Referring expression pointing data
----

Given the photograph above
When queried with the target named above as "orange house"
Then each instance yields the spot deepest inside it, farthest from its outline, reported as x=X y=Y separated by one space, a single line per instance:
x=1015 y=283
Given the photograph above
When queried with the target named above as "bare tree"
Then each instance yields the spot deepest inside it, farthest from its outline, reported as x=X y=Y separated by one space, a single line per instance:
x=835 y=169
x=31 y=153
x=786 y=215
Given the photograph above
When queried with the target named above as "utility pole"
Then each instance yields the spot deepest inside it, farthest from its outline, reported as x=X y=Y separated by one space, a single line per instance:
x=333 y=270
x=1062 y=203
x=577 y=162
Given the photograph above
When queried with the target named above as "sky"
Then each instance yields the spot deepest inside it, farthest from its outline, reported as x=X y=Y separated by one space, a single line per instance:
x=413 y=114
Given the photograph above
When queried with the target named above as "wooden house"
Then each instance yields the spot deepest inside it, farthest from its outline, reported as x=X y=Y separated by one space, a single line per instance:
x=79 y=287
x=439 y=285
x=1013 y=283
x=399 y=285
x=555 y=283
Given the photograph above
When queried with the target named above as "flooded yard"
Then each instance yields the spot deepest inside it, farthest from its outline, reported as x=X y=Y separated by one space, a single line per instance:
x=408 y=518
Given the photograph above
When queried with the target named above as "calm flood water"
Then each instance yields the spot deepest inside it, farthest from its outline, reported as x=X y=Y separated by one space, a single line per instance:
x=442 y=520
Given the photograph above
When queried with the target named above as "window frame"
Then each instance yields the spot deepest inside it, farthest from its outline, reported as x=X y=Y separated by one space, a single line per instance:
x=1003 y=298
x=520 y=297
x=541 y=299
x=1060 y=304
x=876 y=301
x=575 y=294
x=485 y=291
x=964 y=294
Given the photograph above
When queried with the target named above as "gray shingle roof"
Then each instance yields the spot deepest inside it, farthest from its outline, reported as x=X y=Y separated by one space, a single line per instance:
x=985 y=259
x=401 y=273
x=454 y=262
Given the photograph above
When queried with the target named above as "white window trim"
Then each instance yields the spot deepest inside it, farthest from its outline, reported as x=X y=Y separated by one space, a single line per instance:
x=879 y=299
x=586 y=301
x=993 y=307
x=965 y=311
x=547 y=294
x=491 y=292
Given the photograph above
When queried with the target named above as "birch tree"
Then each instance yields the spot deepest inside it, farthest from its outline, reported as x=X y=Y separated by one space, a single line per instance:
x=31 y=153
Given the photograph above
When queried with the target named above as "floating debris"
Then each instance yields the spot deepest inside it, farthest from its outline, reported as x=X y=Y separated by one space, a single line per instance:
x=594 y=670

----

▶ _TASK TO CARRY OUT_
Of the records above, copy each line that includes "tree".

▶ _ANSWER TO THE PROBLEM_
When queried with the target named above as "bare tree"
When queried with the target named above as "birch tree"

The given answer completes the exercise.